#### TASKS AND EXERCISES
1) In the essay on moral character, why was Capt. Brett Crozier relieved of his command?
2) Write the next part of the essay on moral character, starting after its final sentence.

#### SELECTED PASSAGE
◆ ◆ ◆ ◆
What has happened to our Moral Character?
The School of Athens ~ Raphael
As I watch the news, I find myself looking for stories about people's character. How they are responding to the global crisis.
I'm in the middle of a dialogue with an army friend about the Navy commander, Capt. Brett Crozier, who was relieved of his command because he went outside the chain of command to write a letter to the Navy leadership about his men and the coronavirus crisis aboard his ship. To me, that indicates this captain has a strong moral character, because he went against the rules to save his men. To me, he sacrificed something of his life for his men and that makes him a hero to me.
Having the courage to do what's right, even when it will get you into trouble; using your gifts and strengths to help others; standing up to lies and hypocrisy. These are all gifts of moral character. And having a strong character is part of our soul growth, isn't it? We also have to learn kindness and compassion, responsibility and endurance and many other virtues that we no longer name as important to life when we incarnate each lifetime. When we resonant at these high levels of character, we can change the world.
I believe that our work each lifetime is to build our character. To learn not only how to be human, but to become a conscious human being who has the right and privilege to co-create the world with Source.
As I notice which movies and shows come out each month on Netflix and Amazon, there are very few which teach us how to develop that moral character. I love THIS IS US for that very reason. It's all about a father's struggle to build character in himself and in his children. And a mother's need to love and protect her children.
◆ ◆ ◆ ◆
#### ENTRIES PROVIDED
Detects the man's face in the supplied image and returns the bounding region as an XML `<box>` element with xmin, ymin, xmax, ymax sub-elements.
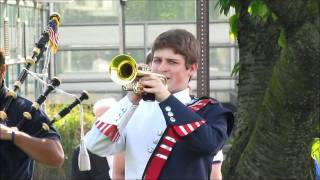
<box><xmin>151</xmin><ymin>48</ymin><xmax>198</xmax><ymax>93</ymax></box>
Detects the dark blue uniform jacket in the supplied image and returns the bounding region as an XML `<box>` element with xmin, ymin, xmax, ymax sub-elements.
<box><xmin>0</xmin><ymin>87</ymin><xmax>60</xmax><ymax>180</ymax></box>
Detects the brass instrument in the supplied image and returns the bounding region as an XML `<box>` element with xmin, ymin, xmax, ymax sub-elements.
<box><xmin>109</xmin><ymin>54</ymin><xmax>167</xmax><ymax>101</ymax></box>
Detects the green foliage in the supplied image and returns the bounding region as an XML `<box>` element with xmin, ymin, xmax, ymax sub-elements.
<box><xmin>278</xmin><ymin>28</ymin><xmax>287</xmax><ymax>48</ymax></box>
<box><xmin>248</xmin><ymin>0</ymin><xmax>270</xmax><ymax>22</ymax></box>
<box><xmin>215</xmin><ymin>0</ymin><xmax>240</xmax><ymax>16</ymax></box>
<box><xmin>311</xmin><ymin>138</ymin><xmax>320</xmax><ymax>164</ymax></box>
<box><xmin>215</xmin><ymin>0</ymin><xmax>287</xmax><ymax>48</ymax></box>
<box><xmin>35</xmin><ymin>105</ymin><xmax>95</xmax><ymax>179</ymax></box>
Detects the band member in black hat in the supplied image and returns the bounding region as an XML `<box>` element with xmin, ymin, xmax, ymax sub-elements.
<box><xmin>0</xmin><ymin>50</ymin><xmax>64</xmax><ymax>180</ymax></box>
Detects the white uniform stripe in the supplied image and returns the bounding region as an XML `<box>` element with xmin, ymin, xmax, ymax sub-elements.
<box><xmin>99</xmin><ymin>123</ymin><xmax>108</xmax><ymax>131</ymax></box>
<box><xmin>187</xmin><ymin>124</ymin><xmax>194</xmax><ymax>132</ymax></box>
<box><xmin>179</xmin><ymin>125</ymin><xmax>188</xmax><ymax>135</ymax></box>
<box><xmin>164</xmin><ymin>136</ymin><xmax>177</xmax><ymax>143</ymax></box>
<box><xmin>96</xmin><ymin>121</ymin><xmax>102</xmax><ymax>127</ymax></box>
<box><xmin>160</xmin><ymin>144</ymin><xmax>172</xmax><ymax>151</ymax></box>
<box><xmin>155</xmin><ymin>153</ymin><xmax>168</xmax><ymax>160</ymax></box>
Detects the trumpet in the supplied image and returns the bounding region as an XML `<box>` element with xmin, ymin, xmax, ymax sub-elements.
<box><xmin>109</xmin><ymin>54</ymin><xmax>167</xmax><ymax>101</ymax></box>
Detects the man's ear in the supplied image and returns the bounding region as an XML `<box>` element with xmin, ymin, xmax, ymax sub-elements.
<box><xmin>0</xmin><ymin>64</ymin><xmax>6</xmax><ymax>76</ymax></box>
<box><xmin>189</xmin><ymin>63</ymin><xmax>198</xmax><ymax>77</ymax></box>
<box><xmin>0</xmin><ymin>64</ymin><xmax>6</xmax><ymax>79</ymax></box>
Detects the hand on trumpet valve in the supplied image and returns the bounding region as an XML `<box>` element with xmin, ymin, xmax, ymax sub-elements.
<box><xmin>0</xmin><ymin>124</ymin><xmax>15</xmax><ymax>141</ymax></box>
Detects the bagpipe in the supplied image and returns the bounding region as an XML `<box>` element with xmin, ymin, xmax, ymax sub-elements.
<box><xmin>0</xmin><ymin>13</ymin><xmax>91</xmax><ymax>170</ymax></box>
<box><xmin>0</xmin><ymin>12</ymin><xmax>89</xmax><ymax>141</ymax></box>
<box><xmin>0</xmin><ymin>13</ymin><xmax>60</xmax><ymax>124</ymax></box>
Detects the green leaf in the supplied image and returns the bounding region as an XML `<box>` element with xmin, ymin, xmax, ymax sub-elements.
<box><xmin>231</xmin><ymin>62</ymin><xmax>240</xmax><ymax>77</ymax></box>
<box><xmin>311</xmin><ymin>138</ymin><xmax>320</xmax><ymax>164</ymax></box>
<box><xmin>271</xmin><ymin>13</ymin><xmax>278</xmax><ymax>21</ymax></box>
<box><xmin>248</xmin><ymin>0</ymin><xmax>270</xmax><ymax>22</ymax></box>
<box><xmin>229</xmin><ymin>15</ymin><xmax>238</xmax><ymax>39</ymax></box>
<box><xmin>278</xmin><ymin>28</ymin><xmax>287</xmax><ymax>48</ymax></box>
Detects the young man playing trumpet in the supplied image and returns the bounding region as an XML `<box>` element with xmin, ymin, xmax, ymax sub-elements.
<box><xmin>0</xmin><ymin>50</ymin><xmax>64</xmax><ymax>180</ymax></box>
<box><xmin>85</xmin><ymin>29</ymin><xmax>233</xmax><ymax>179</ymax></box>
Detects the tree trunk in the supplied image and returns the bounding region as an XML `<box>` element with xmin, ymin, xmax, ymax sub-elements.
<box><xmin>223</xmin><ymin>0</ymin><xmax>320</xmax><ymax>179</ymax></box>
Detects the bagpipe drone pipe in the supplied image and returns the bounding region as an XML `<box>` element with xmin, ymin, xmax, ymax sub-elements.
<box><xmin>0</xmin><ymin>13</ymin><xmax>60</xmax><ymax>124</ymax></box>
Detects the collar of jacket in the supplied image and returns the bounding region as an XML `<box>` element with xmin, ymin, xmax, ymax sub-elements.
<box><xmin>0</xmin><ymin>82</ymin><xmax>6</xmax><ymax>102</ymax></box>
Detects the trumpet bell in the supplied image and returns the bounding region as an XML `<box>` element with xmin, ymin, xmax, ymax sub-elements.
<box><xmin>109</xmin><ymin>54</ymin><xmax>137</xmax><ymax>85</ymax></box>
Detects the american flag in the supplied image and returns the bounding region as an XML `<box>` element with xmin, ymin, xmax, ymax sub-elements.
<box><xmin>48</xmin><ymin>21</ymin><xmax>59</xmax><ymax>54</ymax></box>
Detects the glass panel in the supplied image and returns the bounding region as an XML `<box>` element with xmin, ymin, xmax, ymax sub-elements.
<box><xmin>209</xmin><ymin>48</ymin><xmax>231</xmax><ymax>76</ymax></box>
<box><xmin>54</xmin><ymin>0</ymin><xmax>119</xmax><ymax>24</ymax></box>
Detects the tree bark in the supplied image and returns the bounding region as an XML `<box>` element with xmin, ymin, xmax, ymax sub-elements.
<box><xmin>223</xmin><ymin>0</ymin><xmax>320</xmax><ymax>179</ymax></box>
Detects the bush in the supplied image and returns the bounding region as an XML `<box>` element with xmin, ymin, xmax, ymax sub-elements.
<box><xmin>34</xmin><ymin>105</ymin><xmax>95</xmax><ymax>180</ymax></box>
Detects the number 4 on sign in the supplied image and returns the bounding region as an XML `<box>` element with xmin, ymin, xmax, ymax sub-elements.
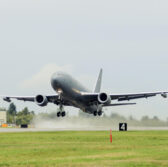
<box><xmin>119</xmin><ymin>123</ymin><xmax>127</xmax><ymax>131</ymax></box>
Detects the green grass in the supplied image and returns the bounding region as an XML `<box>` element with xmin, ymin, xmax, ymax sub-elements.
<box><xmin>0</xmin><ymin>131</ymin><xmax>168</xmax><ymax>167</ymax></box>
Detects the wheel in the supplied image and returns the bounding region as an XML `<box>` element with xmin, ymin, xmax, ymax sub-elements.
<box><xmin>93</xmin><ymin>111</ymin><xmax>97</xmax><ymax>116</ymax></box>
<box><xmin>57</xmin><ymin>112</ymin><xmax>61</xmax><ymax>117</ymax></box>
<box><xmin>61</xmin><ymin>111</ymin><xmax>66</xmax><ymax>117</ymax></box>
<box><xmin>97</xmin><ymin>111</ymin><xmax>102</xmax><ymax>116</ymax></box>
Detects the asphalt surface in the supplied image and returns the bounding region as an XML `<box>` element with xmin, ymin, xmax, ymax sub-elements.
<box><xmin>0</xmin><ymin>127</ymin><xmax>168</xmax><ymax>132</ymax></box>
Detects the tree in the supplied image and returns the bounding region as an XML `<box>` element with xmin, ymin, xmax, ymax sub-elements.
<box><xmin>16</xmin><ymin>107</ymin><xmax>34</xmax><ymax>125</ymax></box>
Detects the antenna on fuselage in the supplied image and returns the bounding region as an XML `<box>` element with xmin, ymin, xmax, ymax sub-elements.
<box><xmin>94</xmin><ymin>69</ymin><xmax>103</xmax><ymax>93</ymax></box>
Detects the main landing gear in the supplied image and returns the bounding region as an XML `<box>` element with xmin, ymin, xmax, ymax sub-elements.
<box><xmin>93</xmin><ymin>111</ymin><xmax>102</xmax><ymax>116</ymax></box>
<box><xmin>57</xmin><ymin>111</ymin><xmax>66</xmax><ymax>117</ymax></box>
<box><xmin>57</xmin><ymin>93</ymin><xmax>66</xmax><ymax>117</ymax></box>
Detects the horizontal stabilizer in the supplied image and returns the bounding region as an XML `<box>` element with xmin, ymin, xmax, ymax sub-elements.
<box><xmin>103</xmin><ymin>103</ymin><xmax>136</xmax><ymax>107</ymax></box>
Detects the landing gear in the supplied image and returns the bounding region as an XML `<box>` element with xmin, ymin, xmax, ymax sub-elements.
<box><xmin>93</xmin><ymin>111</ymin><xmax>103</xmax><ymax>116</ymax></box>
<box><xmin>93</xmin><ymin>111</ymin><xmax>97</xmax><ymax>116</ymax></box>
<box><xmin>57</xmin><ymin>112</ymin><xmax>61</xmax><ymax>117</ymax></box>
<box><xmin>57</xmin><ymin>111</ymin><xmax>66</xmax><ymax>117</ymax></box>
<box><xmin>57</xmin><ymin>100</ymin><xmax>66</xmax><ymax>117</ymax></box>
<box><xmin>61</xmin><ymin>111</ymin><xmax>66</xmax><ymax>117</ymax></box>
<box><xmin>97</xmin><ymin>111</ymin><xmax>102</xmax><ymax>116</ymax></box>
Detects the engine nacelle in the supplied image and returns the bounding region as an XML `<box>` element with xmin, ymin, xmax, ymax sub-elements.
<box><xmin>98</xmin><ymin>93</ymin><xmax>111</xmax><ymax>104</ymax></box>
<box><xmin>34</xmin><ymin>95</ymin><xmax>48</xmax><ymax>107</ymax></box>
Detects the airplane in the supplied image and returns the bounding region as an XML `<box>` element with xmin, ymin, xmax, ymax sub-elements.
<box><xmin>2</xmin><ymin>69</ymin><xmax>168</xmax><ymax>117</ymax></box>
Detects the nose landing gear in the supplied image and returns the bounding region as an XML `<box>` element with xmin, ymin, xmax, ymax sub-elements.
<box><xmin>93</xmin><ymin>111</ymin><xmax>103</xmax><ymax>116</ymax></box>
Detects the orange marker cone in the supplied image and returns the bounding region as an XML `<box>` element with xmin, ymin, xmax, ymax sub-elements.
<box><xmin>110</xmin><ymin>129</ymin><xmax>113</xmax><ymax>143</ymax></box>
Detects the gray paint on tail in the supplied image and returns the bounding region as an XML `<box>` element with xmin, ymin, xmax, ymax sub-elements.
<box><xmin>94</xmin><ymin>69</ymin><xmax>103</xmax><ymax>93</ymax></box>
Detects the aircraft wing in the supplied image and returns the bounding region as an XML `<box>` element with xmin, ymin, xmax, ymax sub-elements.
<box><xmin>110</xmin><ymin>92</ymin><xmax>168</xmax><ymax>101</ymax></box>
<box><xmin>82</xmin><ymin>91</ymin><xmax>168</xmax><ymax>102</ymax></box>
<box><xmin>2</xmin><ymin>95</ymin><xmax>71</xmax><ymax>106</ymax></box>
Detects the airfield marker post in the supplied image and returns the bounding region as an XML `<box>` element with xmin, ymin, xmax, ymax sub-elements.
<box><xmin>110</xmin><ymin>129</ymin><xmax>113</xmax><ymax>143</ymax></box>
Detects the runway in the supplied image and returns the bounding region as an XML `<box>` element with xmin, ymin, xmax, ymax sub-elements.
<box><xmin>0</xmin><ymin>127</ymin><xmax>168</xmax><ymax>133</ymax></box>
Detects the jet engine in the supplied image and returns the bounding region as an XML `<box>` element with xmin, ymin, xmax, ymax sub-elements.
<box><xmin>98</xmin><ymin>93</ymin><xmax>111</xmax><ymax>104</ymax></box>
<box><xmin>34</xmin><ymin>95</ymin><xmax>48</xmax><ymax>107</ymax></box>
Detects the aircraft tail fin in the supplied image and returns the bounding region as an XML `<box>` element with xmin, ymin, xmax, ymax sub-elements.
<box><xmin>94</xmin><ymin>69</ymin><xmax>103</xmax><ymax>93</ymax></box>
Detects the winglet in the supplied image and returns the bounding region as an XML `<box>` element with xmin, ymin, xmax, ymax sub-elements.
<box><xmin>94</xmin><ymin>69</ymin><xmax>103</xmax><ymax>93</ymax></box>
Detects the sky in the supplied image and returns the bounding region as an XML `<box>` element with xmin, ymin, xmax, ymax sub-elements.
<box><xmin>0</xmin><ymin>0</ymin><xmax>168</xmax><ymax>120</ymax></box>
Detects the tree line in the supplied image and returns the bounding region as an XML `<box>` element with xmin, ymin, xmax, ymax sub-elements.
<box><xmin>6</xmin><ymin>103</ymin><xmax>35</xmax><ymax>125</ymax></box>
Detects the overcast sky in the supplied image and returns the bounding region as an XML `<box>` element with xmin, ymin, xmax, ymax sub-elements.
<box><xmin>0</xmin><ymin>0</ymin><xmax>168</xmax><ymax>119</ymax></box>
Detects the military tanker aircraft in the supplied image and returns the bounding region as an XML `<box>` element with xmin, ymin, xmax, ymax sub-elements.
<box><xmin>3</xmin><ymin>69</ymin><xmax>168</xmax><ymax>117</ymax></box>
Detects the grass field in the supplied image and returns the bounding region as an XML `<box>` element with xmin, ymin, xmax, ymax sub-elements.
<box><xmin>0</xmin><ymin>131</ymin><xmax>168</xmax><ymax>167</ymax></box>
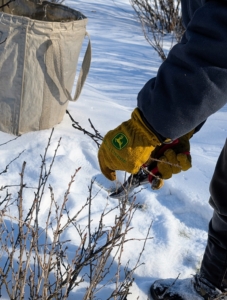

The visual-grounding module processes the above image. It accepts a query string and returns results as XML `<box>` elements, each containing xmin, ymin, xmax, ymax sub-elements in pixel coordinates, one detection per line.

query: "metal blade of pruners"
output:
<box><xmin>109</xmin><ymin>140</ymin><xmax>178</xmax><ymax>199</ymax></box>
<box><xmin>109</xmin><ymin>166</ymin><xmax>162</xmax><ymax>199</ymax></box>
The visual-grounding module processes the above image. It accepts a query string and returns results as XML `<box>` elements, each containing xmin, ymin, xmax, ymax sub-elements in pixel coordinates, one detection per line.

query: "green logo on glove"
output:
◆ ◆ ◆ ◆
#### ANSWERS TO THE PROBLEMS
1) He went outside the chain of command to write a letter to Navy leadership about his men and the coronavirus crisis aboard his ship.

2)
And of course there is my favorite moral mentor, Captain Jean-Luc Picard. In the finale of the new series PICARD, Jean-Luc says something that is so important for all of us, but most especially for fathers. When he's asked how he's going to get through to a character who is making a bad choice, he say: By example! By her seeing my actions and then making her own choice.
That's the best example of what builds character to live it, to own it --- whether it's honor or mercy or freedom of choice. And to pass it on by example. And that's the ancient archetypal purpose of The Father. We don't need to be a father to do this, but that's the archetypal energy behind being an example of moral character.
To be an example of a responsible human being. There can be laughter and joy, fun and playfulness as well. But our work is to build into our character the very best of human nature. Loyalty. Honesty. Honor. Respect. Service. Leadership. These are qualities of the Divine Masculine, in both men and women.
Our work is to develop as much of the goodness of the universe as our hearts can hold.